> _To do_
Rewrite all of the items below, changing every "bucket hat" to "sun hat" and leaving the rest as it is.

[Pointing dataset excerpts]
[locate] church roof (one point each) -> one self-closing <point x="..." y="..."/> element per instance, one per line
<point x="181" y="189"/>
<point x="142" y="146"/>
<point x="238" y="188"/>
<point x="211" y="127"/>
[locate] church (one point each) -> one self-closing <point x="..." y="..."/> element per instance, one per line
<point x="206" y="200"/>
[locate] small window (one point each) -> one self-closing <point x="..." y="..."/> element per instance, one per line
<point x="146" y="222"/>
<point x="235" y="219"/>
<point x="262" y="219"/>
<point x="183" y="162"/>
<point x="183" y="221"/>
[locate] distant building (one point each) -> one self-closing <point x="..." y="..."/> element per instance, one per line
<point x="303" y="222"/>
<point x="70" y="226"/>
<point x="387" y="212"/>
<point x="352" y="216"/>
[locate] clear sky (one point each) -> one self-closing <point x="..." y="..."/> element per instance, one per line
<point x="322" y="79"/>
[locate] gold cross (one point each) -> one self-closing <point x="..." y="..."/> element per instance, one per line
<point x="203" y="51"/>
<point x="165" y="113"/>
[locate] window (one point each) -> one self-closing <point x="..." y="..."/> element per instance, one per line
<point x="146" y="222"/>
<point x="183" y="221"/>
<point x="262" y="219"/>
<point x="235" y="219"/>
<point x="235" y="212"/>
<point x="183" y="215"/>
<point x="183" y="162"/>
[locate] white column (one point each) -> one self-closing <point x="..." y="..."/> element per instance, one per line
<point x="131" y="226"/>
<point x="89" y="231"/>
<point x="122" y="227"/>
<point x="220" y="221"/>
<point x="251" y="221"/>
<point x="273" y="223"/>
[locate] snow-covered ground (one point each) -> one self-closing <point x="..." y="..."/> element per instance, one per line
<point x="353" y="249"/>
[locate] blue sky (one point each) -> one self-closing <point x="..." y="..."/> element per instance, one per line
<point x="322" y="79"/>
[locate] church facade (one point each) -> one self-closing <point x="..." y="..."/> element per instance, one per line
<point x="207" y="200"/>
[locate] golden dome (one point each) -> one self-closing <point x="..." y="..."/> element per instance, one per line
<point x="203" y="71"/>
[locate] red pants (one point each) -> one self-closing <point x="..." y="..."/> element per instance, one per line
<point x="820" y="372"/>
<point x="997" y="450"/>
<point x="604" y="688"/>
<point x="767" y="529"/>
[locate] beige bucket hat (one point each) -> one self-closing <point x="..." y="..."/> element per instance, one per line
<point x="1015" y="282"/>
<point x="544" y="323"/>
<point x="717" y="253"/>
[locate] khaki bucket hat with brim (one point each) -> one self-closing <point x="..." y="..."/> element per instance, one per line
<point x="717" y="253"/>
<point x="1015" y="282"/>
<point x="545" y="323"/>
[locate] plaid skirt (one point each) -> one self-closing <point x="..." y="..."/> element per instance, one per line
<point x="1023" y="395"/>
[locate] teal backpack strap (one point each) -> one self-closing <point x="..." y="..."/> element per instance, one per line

> _Task solution_
[locate] church roof (one point each) -> one self-closing <point x="..." y="..."/> element per instance, one per line
<point x="181" y="189"/>
<point x="142" y="146"/>
<point x="238" y="188"/>
<point x="211" y="127"/>
[locate] church (one point each) -> one self-closing <point x="..." y="..."/> element per instance, one per line
<point x="206" y="200"/>
[locate] small window (one point each) -> one self-closing <point x="..." y="..."/> element per instance, one per line
<point x="146" y="222"/>
<point x="235" y="219"/>
<point x="262" y="219"/>
<point x="183" y="162"/>
<point x="183" y="221"/>
[locate] distant building (one point each) -> one self-closing <point x="..." y="..."/> element per instance, one per line
<point x="303" y="222"/>
<point x="70" y="226"/>
<point x="387" y="212"/>
<point x="352" y="216"/>
[locate] clear sky (one point each) -> one self-closing <point x="..." y="..."/> element per instance, one per line
<point x="322" y="79"/>
[locate] gold cross (one point each) -> one self-closing <point x="..." y="..."/> element per instance, one per line
<point x="203" y="51"/>
<point x="165" y="113"/>
[locate] window (one point each) -> one self-closing <point x="..." y="..."/> element per instance, one per line
<point x="146" y="222"/>
<point x="183" y="221"/>
<point x="262" y="219"/>
<point x="235" y="219"/>
<point x="235" y="212"/>
<point x="183" y="215"/>
<point x="183" y="162"/>
[locate] white column (one point each) -> one self-closing <point x="..." y="..."/> element per instance, one per line
<point x="131" y="226"/>
<point x="89" y="231"/>
<point x="122" y="227"/>
<point x="220" y="221"/>
<point x="251" y="221"/>
<point x="273" y="223"/>
[locate] snow-covered ground (one point each) -> one self-closing <point x="..." y="..."/> element per instance, one per line
<point x="353" y="249"/>
[locate] blue sky (one point each) -> one self-closing <point x="..." y="..."/> element per instance, one per line
<point x="322" y="79"/>
[locate] church facade (one point each) -> one self-closing <point x="..." y="..."/> element per instance, one per line
<point x="207" y="200"/>
[locate] golden dome (one point each) -> one self-closing <point x="..." y="..."/> element per instance, one per line
<point x="203" y="71"/>
[locate] red pants (one point each) -> one self-closing <point x="..." y="..."/> element per instance, one per line
<point x="820" y="372"/>
<point x="997" y="450"/>
<point x="604" y="688"/>
<point x="767" y="529"/>
[locate] beige sun hat (one point each) -> one self-closing <point x="..." y="..."/> element per instance, one per line
<point x="1015" y="282"/>
<point x="544" y="323"/>
<point x="717" y="253"/>
[locate] khaki sun hat with brim (one point each) -> one self-closing <point x="..." y="..."/> element per instance, one per line
<point x="717" y="253"/>
<point x="1015" y="282"/>
<point x="545" y="323"/>
[locate] plaid skirt (one point each) -> one self-closing <point x="..." y="..."/> element per instance, one per line
<point x="1023" y="395"/>
[locate] teal backpack strap (one point each) -> one self-closing <point x="..." y="..."/> element per instance, one per line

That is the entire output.